** START Given data **

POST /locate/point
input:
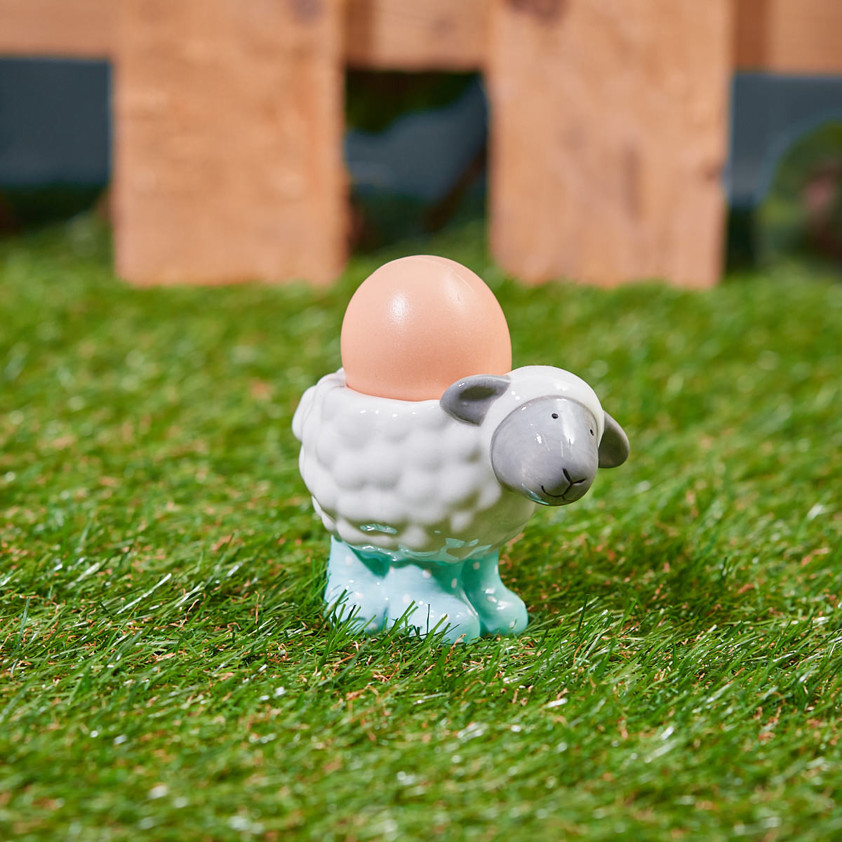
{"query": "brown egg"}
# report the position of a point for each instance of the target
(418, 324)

** END Given data **
** START Given data **

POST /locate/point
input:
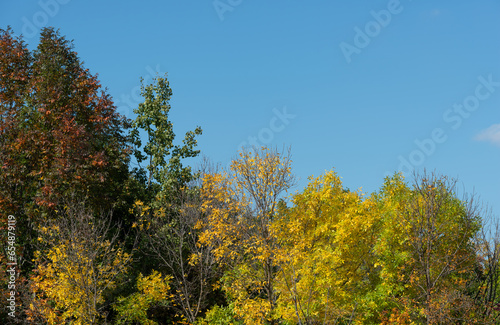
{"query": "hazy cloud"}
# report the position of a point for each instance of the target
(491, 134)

** END Given data **
** START Given data **

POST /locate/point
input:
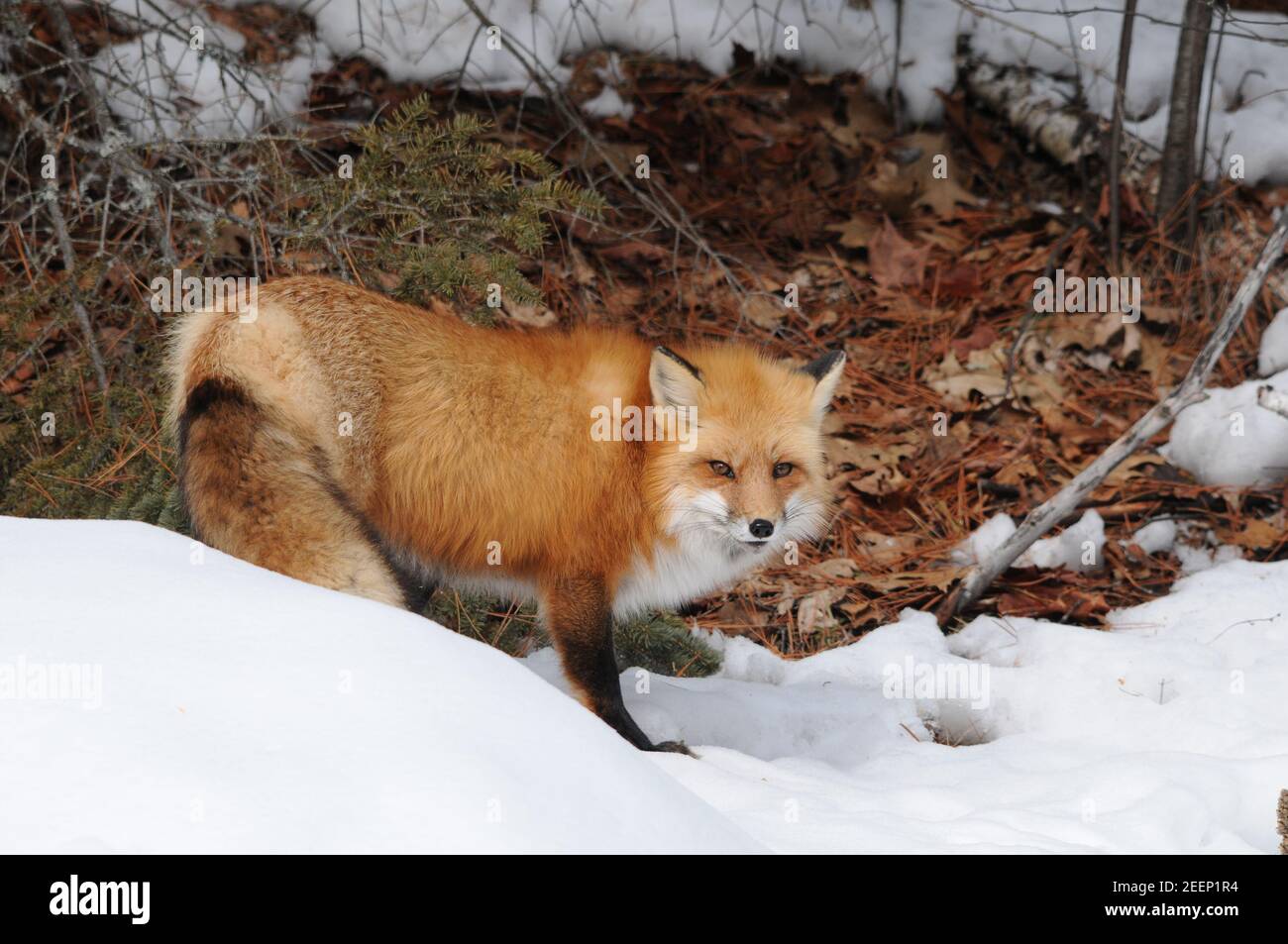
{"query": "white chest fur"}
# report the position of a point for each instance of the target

** END Given data **

Directive
State how many lines of the material above contain the string "query". Reply with the number alone.

Full response
3